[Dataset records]

* START *

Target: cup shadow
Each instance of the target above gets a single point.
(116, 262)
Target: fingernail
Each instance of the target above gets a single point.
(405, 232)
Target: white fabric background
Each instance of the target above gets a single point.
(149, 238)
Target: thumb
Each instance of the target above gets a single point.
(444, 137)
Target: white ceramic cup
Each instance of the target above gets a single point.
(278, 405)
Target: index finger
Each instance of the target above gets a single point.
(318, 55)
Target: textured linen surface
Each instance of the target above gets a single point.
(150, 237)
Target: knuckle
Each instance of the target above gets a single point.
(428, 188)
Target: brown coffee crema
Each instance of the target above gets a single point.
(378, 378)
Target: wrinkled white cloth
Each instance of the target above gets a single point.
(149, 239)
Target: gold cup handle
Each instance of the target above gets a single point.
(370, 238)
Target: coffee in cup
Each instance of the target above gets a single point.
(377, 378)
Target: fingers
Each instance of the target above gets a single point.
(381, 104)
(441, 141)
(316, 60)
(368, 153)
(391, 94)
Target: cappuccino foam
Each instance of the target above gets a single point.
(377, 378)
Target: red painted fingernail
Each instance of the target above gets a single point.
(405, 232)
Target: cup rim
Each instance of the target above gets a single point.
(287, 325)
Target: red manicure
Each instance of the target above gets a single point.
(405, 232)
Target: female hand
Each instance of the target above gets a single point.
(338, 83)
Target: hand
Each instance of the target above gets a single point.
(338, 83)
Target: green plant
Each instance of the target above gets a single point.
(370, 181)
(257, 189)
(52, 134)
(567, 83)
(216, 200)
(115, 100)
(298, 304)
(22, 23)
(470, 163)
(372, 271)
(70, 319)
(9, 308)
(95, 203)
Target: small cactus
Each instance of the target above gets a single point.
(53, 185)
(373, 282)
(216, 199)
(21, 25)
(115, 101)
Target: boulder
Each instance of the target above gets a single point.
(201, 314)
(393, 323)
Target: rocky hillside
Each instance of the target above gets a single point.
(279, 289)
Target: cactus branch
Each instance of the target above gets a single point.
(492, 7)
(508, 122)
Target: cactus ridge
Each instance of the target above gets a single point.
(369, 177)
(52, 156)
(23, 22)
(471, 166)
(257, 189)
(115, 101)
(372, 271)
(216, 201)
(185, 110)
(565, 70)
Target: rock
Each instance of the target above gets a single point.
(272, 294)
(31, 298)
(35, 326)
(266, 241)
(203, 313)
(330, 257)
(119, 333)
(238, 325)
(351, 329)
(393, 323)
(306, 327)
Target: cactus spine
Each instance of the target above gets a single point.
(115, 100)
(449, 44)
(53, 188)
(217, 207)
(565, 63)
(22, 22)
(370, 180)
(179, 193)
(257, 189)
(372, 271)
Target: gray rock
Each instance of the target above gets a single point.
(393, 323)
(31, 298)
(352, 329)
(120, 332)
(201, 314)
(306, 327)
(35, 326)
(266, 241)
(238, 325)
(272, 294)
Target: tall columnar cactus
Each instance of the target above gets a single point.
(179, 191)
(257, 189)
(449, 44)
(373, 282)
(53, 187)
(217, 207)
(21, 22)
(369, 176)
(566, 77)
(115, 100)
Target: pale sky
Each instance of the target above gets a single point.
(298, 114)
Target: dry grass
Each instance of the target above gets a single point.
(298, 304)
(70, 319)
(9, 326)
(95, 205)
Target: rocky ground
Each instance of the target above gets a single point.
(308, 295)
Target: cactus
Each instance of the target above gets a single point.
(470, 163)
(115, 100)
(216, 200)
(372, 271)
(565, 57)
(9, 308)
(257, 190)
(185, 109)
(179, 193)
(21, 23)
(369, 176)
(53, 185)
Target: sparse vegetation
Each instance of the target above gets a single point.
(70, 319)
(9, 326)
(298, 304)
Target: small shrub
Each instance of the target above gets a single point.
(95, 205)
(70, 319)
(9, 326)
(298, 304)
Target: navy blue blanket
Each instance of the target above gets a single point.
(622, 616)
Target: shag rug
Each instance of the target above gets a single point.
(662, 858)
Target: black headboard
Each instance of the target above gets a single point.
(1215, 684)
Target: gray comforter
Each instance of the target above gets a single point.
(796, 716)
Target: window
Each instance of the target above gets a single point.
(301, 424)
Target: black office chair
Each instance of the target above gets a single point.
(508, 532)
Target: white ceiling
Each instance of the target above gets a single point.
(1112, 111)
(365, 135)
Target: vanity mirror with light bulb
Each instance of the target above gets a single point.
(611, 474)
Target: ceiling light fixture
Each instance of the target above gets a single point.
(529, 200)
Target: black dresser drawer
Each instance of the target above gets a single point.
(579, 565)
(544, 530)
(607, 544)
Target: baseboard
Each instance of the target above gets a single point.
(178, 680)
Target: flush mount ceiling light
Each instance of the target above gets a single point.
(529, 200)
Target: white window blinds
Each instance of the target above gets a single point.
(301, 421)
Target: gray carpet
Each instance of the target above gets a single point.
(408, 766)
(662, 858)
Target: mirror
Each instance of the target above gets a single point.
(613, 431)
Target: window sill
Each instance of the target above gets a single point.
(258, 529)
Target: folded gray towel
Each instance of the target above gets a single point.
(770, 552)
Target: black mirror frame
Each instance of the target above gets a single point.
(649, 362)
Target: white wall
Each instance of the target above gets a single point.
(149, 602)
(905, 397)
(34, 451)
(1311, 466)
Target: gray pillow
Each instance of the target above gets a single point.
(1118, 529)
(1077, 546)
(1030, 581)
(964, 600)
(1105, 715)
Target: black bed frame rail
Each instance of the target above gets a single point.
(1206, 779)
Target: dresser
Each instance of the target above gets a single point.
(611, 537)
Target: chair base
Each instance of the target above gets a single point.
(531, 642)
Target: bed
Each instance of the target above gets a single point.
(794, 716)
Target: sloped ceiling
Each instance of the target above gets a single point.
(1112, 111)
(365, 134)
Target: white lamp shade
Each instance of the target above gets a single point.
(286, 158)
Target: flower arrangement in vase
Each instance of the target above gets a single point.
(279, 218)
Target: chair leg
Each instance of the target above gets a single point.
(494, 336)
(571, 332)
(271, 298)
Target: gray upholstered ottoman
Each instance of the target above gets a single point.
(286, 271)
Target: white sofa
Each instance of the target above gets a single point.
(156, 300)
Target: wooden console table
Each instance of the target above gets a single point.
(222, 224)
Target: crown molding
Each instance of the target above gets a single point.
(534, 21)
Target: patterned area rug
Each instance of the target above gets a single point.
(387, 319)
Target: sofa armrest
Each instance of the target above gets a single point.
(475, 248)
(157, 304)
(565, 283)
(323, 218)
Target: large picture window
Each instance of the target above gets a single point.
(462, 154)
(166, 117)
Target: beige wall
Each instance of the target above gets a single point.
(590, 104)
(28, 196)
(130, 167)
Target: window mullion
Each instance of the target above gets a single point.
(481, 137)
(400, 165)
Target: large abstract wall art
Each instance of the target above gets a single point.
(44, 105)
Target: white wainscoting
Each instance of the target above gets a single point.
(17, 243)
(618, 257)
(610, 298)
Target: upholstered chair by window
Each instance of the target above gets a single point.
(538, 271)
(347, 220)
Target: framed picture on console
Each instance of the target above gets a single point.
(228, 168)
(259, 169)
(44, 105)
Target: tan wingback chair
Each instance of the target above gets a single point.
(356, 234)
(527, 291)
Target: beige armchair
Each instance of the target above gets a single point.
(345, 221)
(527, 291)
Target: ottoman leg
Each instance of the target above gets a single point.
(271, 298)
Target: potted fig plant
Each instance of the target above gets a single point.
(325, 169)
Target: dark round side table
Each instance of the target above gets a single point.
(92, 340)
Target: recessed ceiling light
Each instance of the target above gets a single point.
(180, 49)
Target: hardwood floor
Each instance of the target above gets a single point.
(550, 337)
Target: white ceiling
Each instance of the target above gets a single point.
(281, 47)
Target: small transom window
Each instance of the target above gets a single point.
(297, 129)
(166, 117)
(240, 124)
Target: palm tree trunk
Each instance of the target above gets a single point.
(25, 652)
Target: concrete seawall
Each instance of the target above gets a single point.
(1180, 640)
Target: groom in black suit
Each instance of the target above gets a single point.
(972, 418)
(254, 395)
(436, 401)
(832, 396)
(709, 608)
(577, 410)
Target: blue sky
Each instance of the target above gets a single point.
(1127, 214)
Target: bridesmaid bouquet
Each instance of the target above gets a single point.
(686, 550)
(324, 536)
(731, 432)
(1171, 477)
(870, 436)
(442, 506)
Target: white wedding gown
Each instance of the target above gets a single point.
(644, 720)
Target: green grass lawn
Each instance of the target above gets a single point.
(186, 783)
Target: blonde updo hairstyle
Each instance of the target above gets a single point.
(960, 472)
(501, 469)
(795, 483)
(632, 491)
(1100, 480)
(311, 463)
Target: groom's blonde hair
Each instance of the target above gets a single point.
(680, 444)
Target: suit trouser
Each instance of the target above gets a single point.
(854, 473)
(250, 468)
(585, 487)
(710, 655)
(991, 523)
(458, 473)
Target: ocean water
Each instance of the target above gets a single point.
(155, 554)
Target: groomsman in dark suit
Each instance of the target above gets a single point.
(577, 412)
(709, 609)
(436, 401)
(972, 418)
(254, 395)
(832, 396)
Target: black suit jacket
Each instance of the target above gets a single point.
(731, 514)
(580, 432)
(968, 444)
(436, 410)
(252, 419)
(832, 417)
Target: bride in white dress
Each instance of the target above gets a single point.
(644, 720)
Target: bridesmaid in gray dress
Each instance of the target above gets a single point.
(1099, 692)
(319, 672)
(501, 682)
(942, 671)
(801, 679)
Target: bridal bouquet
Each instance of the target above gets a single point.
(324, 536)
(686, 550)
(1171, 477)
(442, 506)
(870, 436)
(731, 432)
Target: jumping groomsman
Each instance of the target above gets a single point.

* END *

### TASK BRIEF
Copy out exactly the lines running from the line with "Target: groomsman in dark suit" to the end of the records, inclusive.

### FINAL RESULT
Target: groomsman in dark suit
Each instance of the target above gets a single point.
(577, 412)
(709, 609)
(436, 401)
(972, 418)
(254, 395)
(832, 396)
Target: black suit jacket
Each instance of the target above gets a single point.
(731, 514)
(580, 432)
(968, 444)
(436, 410)
(252, 419)
(832, 417)
Target: bride in white dress
Each instance of the target above gets a single point.
(644, 720)
Target: bridesmaid in gray dress
Each instance of the target above gets a single point.
(1099, 692)
(319, 672)
(501, 682)
(942, 671)
(801, 679)
Target: bridal bouquet
Each instance of the target above gets a single point.
(324, 536)
(686, 550)
(1171, 477)
(442, 506)
(870, 436)
(731, 432)
Target: jumping groomsman
Each instance of the target above gets a single point.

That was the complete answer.